# WORK INSTRUCTIONS
Below are the records; collect from them each line containing the string "roof".

# Collection entries
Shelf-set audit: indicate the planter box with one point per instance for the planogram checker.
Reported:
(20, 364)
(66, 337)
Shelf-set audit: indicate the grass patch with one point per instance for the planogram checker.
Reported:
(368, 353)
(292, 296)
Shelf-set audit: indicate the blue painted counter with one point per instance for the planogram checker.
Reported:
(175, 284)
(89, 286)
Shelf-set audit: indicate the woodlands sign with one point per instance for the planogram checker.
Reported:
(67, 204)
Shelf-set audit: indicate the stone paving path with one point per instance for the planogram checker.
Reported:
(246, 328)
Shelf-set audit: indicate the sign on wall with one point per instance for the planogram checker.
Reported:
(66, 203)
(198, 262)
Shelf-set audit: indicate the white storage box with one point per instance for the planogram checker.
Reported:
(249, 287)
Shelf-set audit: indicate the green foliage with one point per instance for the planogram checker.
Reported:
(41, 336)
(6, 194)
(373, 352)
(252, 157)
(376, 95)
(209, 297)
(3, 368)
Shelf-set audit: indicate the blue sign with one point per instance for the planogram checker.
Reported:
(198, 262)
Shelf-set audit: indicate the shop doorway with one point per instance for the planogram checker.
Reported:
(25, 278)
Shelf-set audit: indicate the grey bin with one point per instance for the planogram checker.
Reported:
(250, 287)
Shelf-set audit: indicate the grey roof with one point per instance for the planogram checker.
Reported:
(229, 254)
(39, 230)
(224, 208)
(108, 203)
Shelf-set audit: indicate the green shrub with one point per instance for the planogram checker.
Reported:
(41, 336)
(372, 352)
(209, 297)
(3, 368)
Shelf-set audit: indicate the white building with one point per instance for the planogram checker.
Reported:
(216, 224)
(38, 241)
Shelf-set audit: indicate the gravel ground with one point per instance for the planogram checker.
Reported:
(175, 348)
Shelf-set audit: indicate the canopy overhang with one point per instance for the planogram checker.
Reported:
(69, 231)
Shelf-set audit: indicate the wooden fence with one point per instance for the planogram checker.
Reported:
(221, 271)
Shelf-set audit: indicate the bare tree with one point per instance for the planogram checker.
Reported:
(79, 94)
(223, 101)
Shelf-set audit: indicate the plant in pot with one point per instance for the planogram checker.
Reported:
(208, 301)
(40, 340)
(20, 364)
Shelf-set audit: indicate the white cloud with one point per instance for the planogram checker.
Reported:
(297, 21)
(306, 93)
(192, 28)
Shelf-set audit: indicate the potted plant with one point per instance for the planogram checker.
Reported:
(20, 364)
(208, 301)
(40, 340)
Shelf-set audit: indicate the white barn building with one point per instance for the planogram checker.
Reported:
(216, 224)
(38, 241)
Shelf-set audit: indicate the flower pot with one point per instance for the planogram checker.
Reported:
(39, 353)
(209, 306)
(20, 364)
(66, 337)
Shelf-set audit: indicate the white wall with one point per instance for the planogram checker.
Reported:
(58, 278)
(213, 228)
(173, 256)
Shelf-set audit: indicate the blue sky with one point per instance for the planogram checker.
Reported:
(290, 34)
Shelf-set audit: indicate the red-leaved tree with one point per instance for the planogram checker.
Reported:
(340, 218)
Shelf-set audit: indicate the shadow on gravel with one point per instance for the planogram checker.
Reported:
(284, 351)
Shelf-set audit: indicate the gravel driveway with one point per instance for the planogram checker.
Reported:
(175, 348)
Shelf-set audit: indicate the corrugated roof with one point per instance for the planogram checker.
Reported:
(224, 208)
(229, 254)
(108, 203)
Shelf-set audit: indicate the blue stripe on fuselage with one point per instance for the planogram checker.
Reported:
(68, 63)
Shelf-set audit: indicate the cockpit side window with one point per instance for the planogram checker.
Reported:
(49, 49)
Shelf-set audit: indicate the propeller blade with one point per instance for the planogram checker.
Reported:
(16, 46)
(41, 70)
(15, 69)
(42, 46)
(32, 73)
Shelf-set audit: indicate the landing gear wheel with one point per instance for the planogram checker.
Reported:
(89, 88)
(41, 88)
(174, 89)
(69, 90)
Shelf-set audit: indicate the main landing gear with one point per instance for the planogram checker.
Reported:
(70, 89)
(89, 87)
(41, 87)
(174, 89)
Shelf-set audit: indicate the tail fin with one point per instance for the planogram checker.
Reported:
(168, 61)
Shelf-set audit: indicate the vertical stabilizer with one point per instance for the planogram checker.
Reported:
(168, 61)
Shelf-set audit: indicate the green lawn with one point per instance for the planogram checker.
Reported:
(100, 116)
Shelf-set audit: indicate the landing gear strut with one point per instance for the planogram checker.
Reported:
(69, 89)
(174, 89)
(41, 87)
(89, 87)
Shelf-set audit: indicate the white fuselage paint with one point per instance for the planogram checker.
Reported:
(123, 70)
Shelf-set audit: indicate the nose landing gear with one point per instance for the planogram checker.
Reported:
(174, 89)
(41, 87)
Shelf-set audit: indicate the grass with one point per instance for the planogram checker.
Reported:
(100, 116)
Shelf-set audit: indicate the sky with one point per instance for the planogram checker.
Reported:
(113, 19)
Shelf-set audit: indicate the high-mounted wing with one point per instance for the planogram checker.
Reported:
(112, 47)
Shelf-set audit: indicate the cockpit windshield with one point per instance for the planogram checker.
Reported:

# OUTPUT FOR THIS EXERCISE
Shelf-set audit: indicate the grey roof with one point per instance for the planogram checker.
Shelf-set audit: indicate the corrugated roof with one point per instance for the planogram checker.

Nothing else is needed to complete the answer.